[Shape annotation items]
* * * * *
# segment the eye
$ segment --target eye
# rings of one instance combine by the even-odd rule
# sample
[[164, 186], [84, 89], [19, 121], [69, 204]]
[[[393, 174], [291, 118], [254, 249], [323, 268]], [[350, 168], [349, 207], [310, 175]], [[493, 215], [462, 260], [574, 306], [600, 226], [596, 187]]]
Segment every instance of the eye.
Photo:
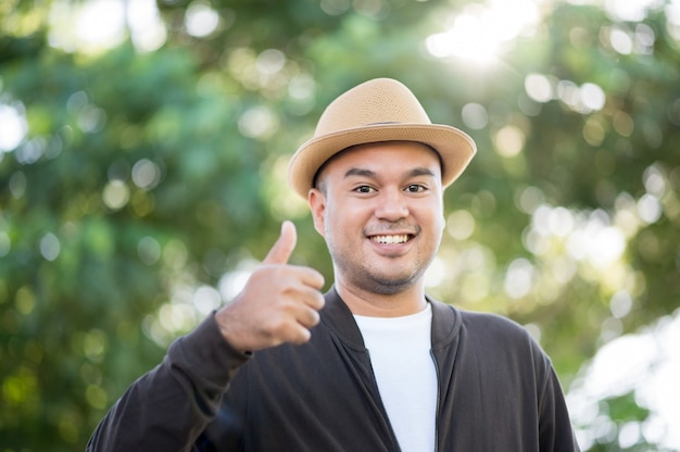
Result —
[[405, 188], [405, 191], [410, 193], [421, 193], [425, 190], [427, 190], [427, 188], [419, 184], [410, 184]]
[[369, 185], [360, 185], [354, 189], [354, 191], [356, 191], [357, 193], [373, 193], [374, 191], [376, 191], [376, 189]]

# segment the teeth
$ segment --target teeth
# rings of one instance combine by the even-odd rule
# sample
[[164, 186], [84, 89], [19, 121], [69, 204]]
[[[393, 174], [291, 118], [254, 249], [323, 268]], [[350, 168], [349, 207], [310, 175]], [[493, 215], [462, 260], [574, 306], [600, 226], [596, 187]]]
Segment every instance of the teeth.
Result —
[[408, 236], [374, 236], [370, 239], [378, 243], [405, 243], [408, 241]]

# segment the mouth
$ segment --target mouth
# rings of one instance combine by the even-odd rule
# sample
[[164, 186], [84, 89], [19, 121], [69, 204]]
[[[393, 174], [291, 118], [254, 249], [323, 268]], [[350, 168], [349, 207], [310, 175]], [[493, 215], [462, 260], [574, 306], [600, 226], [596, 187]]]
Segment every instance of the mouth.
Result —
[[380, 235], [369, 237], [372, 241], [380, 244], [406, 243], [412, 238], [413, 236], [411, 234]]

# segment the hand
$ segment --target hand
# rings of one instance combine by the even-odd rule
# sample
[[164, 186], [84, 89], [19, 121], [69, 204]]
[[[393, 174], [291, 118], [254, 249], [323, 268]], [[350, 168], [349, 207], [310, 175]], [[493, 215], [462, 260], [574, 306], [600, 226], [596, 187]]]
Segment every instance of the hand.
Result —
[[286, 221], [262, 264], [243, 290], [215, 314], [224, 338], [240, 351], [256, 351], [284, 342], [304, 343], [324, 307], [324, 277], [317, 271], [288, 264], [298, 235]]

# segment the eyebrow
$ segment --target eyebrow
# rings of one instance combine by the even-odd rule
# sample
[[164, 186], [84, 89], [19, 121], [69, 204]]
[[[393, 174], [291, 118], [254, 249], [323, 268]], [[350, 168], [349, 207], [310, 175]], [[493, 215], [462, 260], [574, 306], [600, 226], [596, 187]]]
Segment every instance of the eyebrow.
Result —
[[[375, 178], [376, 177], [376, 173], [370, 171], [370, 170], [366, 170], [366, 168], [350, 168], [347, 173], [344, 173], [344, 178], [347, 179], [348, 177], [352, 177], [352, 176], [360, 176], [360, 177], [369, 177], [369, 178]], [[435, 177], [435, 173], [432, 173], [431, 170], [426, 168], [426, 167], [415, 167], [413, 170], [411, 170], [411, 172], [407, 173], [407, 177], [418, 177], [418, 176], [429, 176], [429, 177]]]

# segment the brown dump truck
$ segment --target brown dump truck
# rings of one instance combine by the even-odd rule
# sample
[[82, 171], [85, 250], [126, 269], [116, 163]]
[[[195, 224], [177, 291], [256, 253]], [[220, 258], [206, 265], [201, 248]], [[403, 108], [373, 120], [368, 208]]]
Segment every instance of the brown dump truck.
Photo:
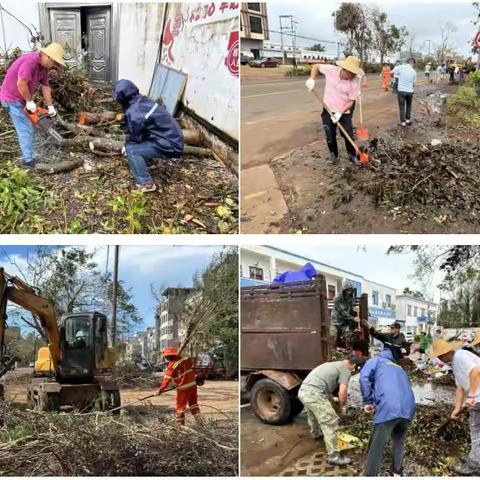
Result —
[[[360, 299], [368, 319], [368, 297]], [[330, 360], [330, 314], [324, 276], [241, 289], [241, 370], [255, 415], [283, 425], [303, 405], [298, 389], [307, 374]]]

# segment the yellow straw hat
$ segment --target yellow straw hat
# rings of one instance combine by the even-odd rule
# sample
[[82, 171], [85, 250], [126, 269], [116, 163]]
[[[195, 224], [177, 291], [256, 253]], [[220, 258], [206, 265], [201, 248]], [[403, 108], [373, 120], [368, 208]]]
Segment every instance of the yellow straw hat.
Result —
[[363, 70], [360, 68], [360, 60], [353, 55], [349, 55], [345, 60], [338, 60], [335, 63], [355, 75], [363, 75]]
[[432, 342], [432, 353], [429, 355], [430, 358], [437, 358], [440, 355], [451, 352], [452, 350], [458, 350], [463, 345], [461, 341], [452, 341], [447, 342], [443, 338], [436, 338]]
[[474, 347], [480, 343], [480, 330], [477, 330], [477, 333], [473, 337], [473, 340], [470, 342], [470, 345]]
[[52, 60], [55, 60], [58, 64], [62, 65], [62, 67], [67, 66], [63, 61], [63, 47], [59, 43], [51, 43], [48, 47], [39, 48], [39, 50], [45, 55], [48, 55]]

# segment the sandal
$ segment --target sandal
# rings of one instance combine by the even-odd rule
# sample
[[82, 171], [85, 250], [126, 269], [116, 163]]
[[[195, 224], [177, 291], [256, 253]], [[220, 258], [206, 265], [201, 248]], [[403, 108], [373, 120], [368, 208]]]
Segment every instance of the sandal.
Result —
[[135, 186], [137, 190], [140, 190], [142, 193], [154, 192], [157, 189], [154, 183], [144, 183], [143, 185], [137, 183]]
* * * * *
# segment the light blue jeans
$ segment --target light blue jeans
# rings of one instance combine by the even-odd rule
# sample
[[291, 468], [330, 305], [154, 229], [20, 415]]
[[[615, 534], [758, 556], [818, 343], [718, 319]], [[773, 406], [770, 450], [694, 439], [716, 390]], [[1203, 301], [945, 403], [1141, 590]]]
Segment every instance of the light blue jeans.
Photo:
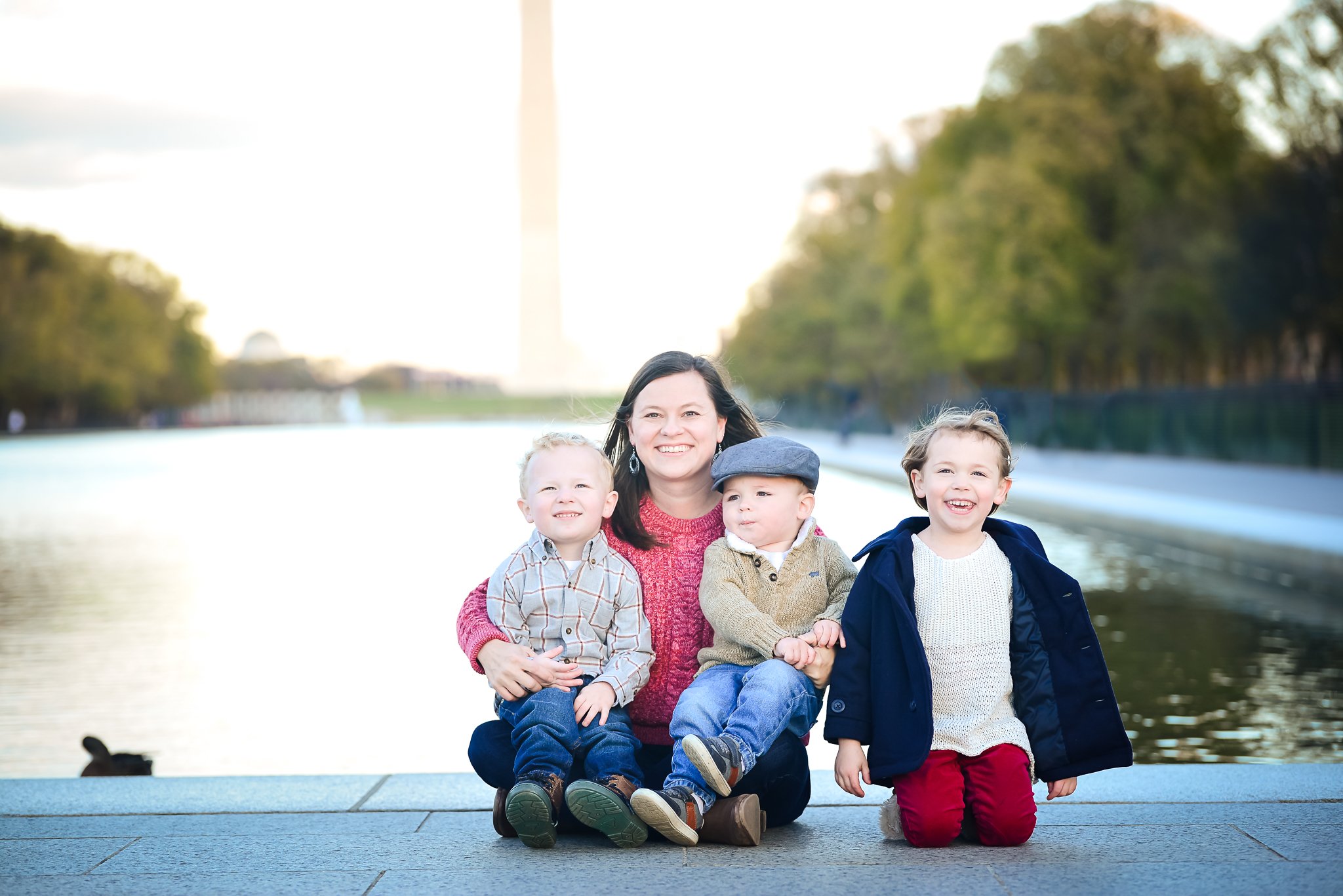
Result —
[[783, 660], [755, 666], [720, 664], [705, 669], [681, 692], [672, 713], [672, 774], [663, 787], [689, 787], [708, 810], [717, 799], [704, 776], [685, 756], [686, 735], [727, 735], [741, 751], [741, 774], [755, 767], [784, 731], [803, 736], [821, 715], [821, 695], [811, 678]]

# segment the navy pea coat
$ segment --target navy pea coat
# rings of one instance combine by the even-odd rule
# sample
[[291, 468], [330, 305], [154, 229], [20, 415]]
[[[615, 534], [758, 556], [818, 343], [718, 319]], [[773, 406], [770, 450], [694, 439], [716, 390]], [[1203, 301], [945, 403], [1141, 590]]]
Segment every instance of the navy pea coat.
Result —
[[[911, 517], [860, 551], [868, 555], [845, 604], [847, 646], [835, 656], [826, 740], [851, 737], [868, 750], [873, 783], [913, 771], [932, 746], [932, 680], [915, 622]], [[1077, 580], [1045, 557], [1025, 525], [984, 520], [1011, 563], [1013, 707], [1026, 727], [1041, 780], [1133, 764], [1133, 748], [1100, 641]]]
* * * * *
## Problem statement
Please write out again the items from the line with "# segment the teeth" to the line with "243], [408, 241]]", substituting "incisors" for "teeth" and leaving everything else unchanged.

## Response for this exercise
# segment the incisors
$ segment --target incisors
# rings of one instance combine by the even-odd rule
# sample
[[164, 186], [84, 89], [19, 121], [69, 204]]
[[[393, 174], [291, 118], [254, 249], [323, 268]], [[350, 168], [349, 207], [310, 175]], [[493, 215], [462, 260], [574, 306], [600, 226], [596, 187]]]
Segment every instance of the incisors.
Result —
[[408, 236], [374, 236], [370, 239], [378, 243], [405, 243], [408, 241]]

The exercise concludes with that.